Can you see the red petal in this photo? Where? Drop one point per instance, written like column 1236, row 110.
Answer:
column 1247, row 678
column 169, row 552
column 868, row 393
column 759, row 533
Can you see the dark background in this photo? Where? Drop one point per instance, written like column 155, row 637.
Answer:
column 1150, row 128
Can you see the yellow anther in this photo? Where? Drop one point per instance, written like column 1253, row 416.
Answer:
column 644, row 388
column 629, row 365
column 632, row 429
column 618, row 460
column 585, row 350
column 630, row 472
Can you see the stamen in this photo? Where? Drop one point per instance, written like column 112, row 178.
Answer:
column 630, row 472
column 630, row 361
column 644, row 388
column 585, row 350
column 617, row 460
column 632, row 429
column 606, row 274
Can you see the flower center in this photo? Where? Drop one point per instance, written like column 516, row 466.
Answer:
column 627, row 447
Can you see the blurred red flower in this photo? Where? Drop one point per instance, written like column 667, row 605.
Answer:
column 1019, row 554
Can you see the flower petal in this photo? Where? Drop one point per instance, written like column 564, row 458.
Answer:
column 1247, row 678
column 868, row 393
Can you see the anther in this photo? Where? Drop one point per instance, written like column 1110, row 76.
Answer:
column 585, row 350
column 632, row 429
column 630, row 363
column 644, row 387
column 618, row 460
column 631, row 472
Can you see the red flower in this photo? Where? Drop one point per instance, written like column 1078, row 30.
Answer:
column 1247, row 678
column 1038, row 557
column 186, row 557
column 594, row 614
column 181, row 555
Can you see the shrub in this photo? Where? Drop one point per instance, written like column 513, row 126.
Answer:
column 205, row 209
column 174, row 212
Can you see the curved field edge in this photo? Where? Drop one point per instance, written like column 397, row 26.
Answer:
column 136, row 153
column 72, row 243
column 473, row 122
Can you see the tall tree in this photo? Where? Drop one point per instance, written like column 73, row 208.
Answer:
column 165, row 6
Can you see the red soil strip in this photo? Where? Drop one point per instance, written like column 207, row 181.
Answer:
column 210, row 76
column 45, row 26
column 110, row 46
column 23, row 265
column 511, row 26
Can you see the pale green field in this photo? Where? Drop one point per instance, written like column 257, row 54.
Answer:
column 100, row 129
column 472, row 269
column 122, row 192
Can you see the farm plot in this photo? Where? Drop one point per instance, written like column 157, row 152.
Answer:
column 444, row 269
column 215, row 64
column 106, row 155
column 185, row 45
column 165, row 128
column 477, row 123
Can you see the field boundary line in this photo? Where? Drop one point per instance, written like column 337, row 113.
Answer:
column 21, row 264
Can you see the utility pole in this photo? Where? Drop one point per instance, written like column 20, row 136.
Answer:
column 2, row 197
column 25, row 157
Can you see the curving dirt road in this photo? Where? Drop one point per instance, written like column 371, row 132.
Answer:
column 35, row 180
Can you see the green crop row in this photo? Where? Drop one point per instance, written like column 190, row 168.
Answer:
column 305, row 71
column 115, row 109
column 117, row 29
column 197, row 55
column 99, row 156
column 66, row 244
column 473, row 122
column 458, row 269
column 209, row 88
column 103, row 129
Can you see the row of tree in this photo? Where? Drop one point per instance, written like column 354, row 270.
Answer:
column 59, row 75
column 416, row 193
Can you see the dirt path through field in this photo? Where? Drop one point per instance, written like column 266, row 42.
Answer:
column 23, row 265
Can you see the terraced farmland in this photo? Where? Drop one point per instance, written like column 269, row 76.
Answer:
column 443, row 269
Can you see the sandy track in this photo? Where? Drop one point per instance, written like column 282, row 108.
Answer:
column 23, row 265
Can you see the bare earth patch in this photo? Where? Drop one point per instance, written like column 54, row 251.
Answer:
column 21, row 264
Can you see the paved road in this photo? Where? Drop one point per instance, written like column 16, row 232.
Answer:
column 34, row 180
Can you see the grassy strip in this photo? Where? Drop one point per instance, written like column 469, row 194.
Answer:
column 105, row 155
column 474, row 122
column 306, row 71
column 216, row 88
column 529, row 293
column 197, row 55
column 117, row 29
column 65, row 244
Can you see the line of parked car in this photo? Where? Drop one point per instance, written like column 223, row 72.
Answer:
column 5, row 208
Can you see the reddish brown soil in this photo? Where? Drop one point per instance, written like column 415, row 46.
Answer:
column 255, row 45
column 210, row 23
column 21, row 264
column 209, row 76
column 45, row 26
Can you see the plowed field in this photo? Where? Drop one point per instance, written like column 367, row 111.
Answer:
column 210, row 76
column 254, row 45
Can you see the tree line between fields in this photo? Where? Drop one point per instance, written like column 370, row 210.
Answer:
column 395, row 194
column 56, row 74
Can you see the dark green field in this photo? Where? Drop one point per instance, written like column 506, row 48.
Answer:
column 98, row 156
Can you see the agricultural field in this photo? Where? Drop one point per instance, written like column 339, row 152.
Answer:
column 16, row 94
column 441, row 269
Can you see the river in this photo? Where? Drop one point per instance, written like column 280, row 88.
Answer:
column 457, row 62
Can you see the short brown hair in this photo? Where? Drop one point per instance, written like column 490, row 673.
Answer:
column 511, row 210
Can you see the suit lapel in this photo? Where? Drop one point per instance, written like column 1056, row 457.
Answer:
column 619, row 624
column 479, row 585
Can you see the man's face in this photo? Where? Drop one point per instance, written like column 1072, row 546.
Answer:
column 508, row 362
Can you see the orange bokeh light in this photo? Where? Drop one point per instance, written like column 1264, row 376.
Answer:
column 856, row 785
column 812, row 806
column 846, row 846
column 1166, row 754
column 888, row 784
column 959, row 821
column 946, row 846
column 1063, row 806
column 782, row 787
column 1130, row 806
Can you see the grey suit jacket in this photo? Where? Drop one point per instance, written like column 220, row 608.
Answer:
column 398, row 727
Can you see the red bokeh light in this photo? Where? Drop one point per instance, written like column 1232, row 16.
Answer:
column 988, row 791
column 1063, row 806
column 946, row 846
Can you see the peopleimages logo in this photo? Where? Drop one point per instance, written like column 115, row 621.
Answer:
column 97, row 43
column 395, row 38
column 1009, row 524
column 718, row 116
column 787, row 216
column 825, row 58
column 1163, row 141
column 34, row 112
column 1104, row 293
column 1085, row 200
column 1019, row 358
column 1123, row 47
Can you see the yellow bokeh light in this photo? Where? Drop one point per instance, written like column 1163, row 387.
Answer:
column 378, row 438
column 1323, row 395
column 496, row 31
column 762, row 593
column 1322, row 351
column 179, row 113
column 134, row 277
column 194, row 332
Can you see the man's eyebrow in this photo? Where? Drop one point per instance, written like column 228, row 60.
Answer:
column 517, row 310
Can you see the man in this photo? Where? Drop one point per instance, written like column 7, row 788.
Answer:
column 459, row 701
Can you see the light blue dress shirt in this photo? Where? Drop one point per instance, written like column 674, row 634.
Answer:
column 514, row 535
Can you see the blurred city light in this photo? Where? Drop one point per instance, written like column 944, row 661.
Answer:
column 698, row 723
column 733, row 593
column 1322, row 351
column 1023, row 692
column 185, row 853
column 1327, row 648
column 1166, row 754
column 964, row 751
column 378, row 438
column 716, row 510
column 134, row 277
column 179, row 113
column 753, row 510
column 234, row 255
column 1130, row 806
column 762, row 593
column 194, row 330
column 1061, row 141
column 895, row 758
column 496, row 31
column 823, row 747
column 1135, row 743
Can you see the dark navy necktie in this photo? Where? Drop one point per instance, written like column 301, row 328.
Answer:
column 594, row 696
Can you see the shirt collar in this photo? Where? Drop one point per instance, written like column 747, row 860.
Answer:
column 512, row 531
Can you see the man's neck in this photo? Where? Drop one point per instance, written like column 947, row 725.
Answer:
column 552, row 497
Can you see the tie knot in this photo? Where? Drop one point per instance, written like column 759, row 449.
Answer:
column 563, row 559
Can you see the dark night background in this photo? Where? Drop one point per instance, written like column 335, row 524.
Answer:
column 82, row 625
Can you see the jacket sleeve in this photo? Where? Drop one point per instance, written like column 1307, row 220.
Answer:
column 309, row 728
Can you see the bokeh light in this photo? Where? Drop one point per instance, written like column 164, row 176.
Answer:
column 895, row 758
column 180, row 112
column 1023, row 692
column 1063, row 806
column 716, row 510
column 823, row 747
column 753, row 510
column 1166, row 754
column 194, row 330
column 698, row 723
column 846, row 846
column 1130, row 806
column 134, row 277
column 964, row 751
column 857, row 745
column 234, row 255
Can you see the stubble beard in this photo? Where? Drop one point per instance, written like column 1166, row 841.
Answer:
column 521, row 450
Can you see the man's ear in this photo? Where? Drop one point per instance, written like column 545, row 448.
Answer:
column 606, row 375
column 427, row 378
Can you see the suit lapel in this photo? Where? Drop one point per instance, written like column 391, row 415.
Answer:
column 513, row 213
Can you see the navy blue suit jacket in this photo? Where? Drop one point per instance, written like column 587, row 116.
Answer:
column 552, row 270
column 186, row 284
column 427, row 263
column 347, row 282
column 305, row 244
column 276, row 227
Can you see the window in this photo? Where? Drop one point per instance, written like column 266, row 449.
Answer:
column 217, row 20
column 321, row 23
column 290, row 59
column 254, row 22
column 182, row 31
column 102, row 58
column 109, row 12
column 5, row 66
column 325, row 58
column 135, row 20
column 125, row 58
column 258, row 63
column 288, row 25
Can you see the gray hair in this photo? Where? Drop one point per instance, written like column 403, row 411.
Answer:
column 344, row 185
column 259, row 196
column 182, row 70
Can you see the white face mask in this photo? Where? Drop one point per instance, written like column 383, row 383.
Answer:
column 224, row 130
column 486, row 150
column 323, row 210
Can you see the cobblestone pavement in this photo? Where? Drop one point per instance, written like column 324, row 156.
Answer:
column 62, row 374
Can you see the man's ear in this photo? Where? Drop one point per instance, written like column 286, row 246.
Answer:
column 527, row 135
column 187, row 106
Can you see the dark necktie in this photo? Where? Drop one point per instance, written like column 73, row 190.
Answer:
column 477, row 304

────

=== Problem ===
If a line in the records above contains "soil", copy that line.

=== Solution to the exercise ===
Can you see the red soil strip in this photo? Where? Drop one point per instance, written like column 207, row 181.
Can you see the reddish brown soil in this photo? Where? Drop one point per instance, written like column 415, row 46.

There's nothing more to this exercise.